» PAGE TEXT
.....
Talking To My Country
Stan Grant
(Australian non-fiction)
Stan Grant is a television journalist, and I would say the best-known non-sporting Aborigine in Australia. Or at least top three. This book is... a plea for the rest of the country to understand how his identity has been shaped by both his Wiradjuri tribe roots and by the incredible damage wreaked on Aboriginal cultures by white settlement and all the terrible government policies since. It's a little bit of a memoir, as Grant takes us through his poor and itinerant childhood, his unimpressive teenage years, to his experiences as an international reporter. But Grant's life takes a back seat to the things that shaped him: his own grandparents who'd lived through abuses that today are shrugged off as ancient history, family and neighbours' fears of government intervention, schooling that considered his culture irrelevant, and a society that seems to have given up.
.....
» EXERCISE SET
(a) Answer these questions using the book review:
(i) What is Stan Grant's job?
(ii) Which tribe does Grant have roots in?
(iii) What two words describe his childhood?
(b) Transcribe the book review from "Stan Grant is" up to and including "have given up.".

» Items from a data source
.....
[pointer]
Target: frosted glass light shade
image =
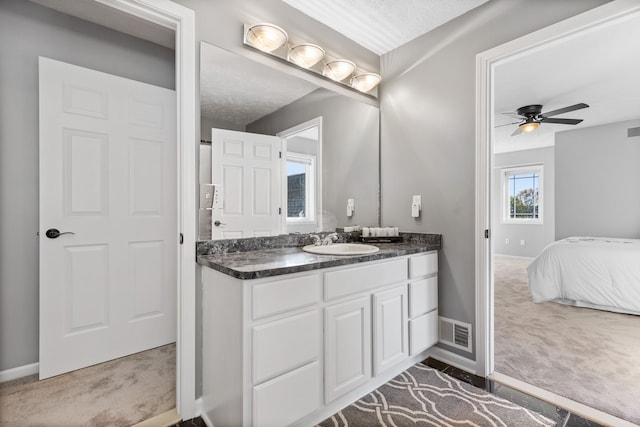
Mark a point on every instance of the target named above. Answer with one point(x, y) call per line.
point(529, 126)
point(306, 55)
point(266, 37)
point(339, 69)
point(364, 82)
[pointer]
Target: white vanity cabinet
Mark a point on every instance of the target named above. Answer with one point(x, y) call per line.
point(423, 302)
point(295, 348)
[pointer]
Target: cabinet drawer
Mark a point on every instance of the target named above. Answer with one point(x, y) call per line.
point(353, 280)
point(287, 398)
point(423, 296)
point(285, 344)
point(282, 295)
point(423, 265)
point(423, 332)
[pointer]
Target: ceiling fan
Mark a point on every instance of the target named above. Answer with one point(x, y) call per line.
point(531, 116)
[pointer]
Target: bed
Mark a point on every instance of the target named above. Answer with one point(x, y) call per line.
point(594, 272)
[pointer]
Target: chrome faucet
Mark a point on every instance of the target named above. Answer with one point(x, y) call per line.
point(316, 239)
point(329, 239)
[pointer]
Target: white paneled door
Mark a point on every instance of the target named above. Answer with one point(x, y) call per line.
point(247, 165)
point(108, 186)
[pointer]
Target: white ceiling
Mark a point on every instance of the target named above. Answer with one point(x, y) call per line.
point(600, 68)
point(383, 25)
point(111, 18)
point(238, 90)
.....
» EXPECTED OUTPUTS
(a)
(i) He is a television journalist.
(ii) The Wiradjuri tribe.
(iii) Poor and itinerant.

(b)
Stan Grant is a television journalist, and I would say the best-known non-sporting Aborigine in Australia. Or at least top three. This book is... a plea for the rest of the country to understand how his identity has been shaped by both his Wiradjuri tribe roots and by the incredible damage wreaked on Aboriginal cultures by white settlement and all the terrible government policies since. It's a little bit of a memoir, as Grant takes us through his poor and itinerant childhood, his unimpressive teenage years, to his experiences as an international reporter. But Grant's life takes a back seat to the things that shaped him: his own grandparents who'd lived through abuses that today are shrugged off as ancient history, family and neighbours' fears of government intervention, schooling that considered his culture irrelevant, and a society that seems to have given up.